Instruction →
Reproduce every line from the one containing "tag the spiny cactus arm" down to the end of the lines, not only the answers. Move each answer coordinate up by 109 and leave all other numbers as they are.

Raw records →

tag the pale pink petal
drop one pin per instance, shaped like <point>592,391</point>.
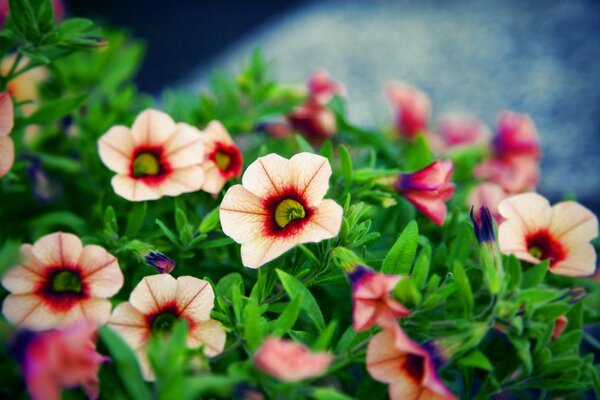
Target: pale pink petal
<point>268,175</point>
<point>133,189</point>
<point>210,334</point>
<point>312,173</point>
<point>116,148</point>
<point>195,298</point>
<point>242,214</point>
<point>184,147</point>
<point>152,127</point>
<point>324,224</point>
<point>153,292</point>
<point>58,249</point>
<point>7,155</point>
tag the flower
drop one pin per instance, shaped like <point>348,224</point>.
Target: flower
<point>412,108</point>
<point>534,231</point>
<point>371,299</point>
<point>410,369</point>
<point>154,306</point>
<point>428,189</point>
<point>278,205</point>
<point>59,359</point>
<point>290,361</point>
<point>222,159</point>
<point>7,147</point>
<point>155,158</point>
<point>60,282</point>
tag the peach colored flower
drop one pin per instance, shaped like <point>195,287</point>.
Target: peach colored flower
<point>155,158</point>
<point>534,231</point>
<point>278,205</point>
<point>412,108</point>
<point>60,282</point>
<point>222,158</point>
<point>59,359</point>
<point>289,361</point>
<point>156,303</point>
<point>7,147</point>
<point>428,189</point>
<point>409,369</point>
<point>371,299</point>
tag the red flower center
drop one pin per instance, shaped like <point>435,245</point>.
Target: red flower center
<point>543,246</point>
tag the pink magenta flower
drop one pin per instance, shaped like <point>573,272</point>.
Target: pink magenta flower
<point>371,299</point>
<point>534,231</point>
<point>64,358</point>
<point>278,205</point>
<point>412,108</point>
<point>154,306</point>
<point>222,159</point>
<point>60,282</point>
<point>289,361</point>
<point>7,147</point>
<point>428,189</point>
<point>409,369</point>
<point>155,158</point>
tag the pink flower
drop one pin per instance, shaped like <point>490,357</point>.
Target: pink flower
<point>7,147</point>
<point>154,306</point>
<point>410,369</point>
<point>428,189</point>
<point>222,160</point>
<point>289,361</point>
<point>155,158</point>
<point>278,205</point>
<point>59,359</point>
<point>60,282</point>
<point>534,231</point>
<point>371,299</point>
<point>412,108</point>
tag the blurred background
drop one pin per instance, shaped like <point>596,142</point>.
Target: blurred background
<point>473,56</point>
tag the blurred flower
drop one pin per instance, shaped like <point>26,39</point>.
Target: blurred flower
<point>534,231</point>
<point>60,359</point>
<point>7,147</point>
<point>155,158</point>
<point>289,361</point>
<point>278,205</point>
<point>222,159</point>
<point>154,306</point>
<point>428,189</point>
<point>371,299</point>
<point>410,369</point>
<point>60,282</point>
<point>412,108</point>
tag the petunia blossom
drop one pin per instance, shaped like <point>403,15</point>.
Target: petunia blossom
<point>60,282</point>
<point>371,299</point>
<point>289,361</point>
<point>60,359</point>
<point>534,231</point>
<point>7,147</point>
<point>428,189</point>
<point>222,158</point>
<point>155,158</point>
<point>154,306</point>
<point>412,108</point>
<point>409,369</point>
<point>278,205</point>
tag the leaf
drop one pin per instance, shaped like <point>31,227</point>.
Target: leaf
<point>400,257</point>
<point>294,288</point>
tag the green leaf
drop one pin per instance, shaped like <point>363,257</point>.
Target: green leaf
<point>400,257</point>
<point>294,288</point>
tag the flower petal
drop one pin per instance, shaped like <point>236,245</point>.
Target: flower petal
<point>116,148</point>
<point>153,292</point>
<point>242,214</point>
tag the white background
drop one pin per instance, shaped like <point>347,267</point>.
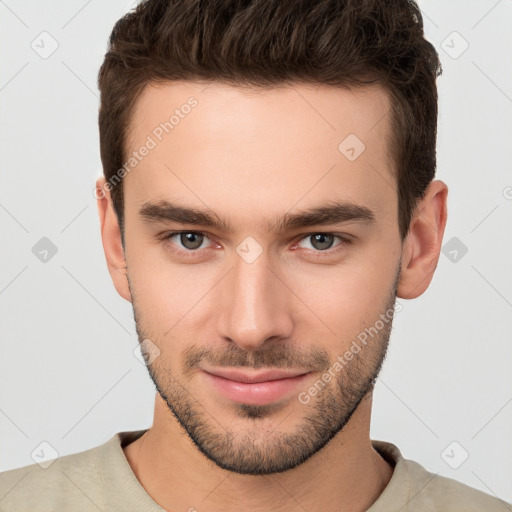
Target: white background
<point>68,373</point>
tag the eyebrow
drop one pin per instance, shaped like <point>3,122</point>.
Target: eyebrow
<point>331,213</point>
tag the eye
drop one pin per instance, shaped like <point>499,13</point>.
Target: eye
<point>191,241</point>
<point>323,242</point>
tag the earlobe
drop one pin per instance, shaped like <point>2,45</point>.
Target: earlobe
<point>111,239</point>
<point>422,246</point>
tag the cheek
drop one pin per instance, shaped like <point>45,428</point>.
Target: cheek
<point>347,298</point>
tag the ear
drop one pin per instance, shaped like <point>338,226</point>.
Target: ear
<point>422,245</point>
<point>111,238</point>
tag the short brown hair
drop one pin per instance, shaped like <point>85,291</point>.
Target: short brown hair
<point>265,43</point>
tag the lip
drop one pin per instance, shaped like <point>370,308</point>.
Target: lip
<point>255,388</point>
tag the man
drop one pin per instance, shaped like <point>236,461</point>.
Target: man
<point>268,194</point>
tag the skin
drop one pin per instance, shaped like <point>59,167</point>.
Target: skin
<point>250,157</point>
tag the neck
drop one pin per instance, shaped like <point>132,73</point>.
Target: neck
<point>347,474</point>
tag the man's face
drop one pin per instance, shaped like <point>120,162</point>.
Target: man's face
<point>260,293</point>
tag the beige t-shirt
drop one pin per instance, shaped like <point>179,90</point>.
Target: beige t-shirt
<point>100,479</point>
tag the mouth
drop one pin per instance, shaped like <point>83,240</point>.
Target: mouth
<point>255,388</point>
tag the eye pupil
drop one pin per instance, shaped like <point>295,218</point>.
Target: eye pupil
<point>321,237</point>
<point>185,239</point>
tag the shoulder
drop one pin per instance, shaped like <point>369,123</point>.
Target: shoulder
<point>432,489</point>
<point>412,487</point>
<point>67,482</point>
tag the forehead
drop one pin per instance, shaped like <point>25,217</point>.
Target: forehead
<point>241,151</point>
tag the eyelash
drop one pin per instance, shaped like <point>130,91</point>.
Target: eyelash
<point>344,240</point>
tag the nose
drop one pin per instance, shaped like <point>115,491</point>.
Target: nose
<point>255,305</point>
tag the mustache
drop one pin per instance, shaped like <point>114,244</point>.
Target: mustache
<point>276,356</point>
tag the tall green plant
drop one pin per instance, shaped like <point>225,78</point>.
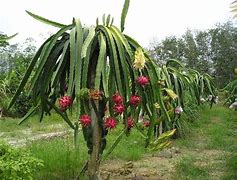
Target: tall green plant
<point>89,67</point>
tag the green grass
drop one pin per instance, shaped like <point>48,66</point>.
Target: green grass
<point>214,131</point>
<point>186,169</point>
<point>62,161</point>
<point>10,128</point>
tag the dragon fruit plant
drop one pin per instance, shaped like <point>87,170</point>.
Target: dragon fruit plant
<point>230,90</point>
<point>102,75</point>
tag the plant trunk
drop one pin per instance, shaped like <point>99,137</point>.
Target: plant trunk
<point>94,163</point>
<point>76,141</point>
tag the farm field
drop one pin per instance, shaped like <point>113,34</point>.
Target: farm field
<point>208,150</point>
<point>93,102</point>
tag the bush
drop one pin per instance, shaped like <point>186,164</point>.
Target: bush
<point>17,163</point>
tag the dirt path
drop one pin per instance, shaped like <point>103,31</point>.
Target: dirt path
<point>202,153</point>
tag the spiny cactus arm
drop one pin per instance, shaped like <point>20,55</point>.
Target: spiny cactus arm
<point>46,21</point>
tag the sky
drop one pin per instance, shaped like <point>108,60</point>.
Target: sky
<point>146,19</point>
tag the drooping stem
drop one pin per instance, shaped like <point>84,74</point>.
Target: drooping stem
<point>93,164</point>
<point>76,141</point>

Response →
tag the spiny cactus arm
drop one pin per instance, shaped like <point>20,55</point>.
Target: spiny cactus arm
<point>155,130</point>
tag the sky
drop one pin per instance, shaped like <point>108,60</point>.
Target: sky
<point>255,128</point>
tag the drooping stem
drop one pin per instance, shaped like <point>84,74</point>.
Target: drooping stem
<point>202,273</point>
<point>185,250</point>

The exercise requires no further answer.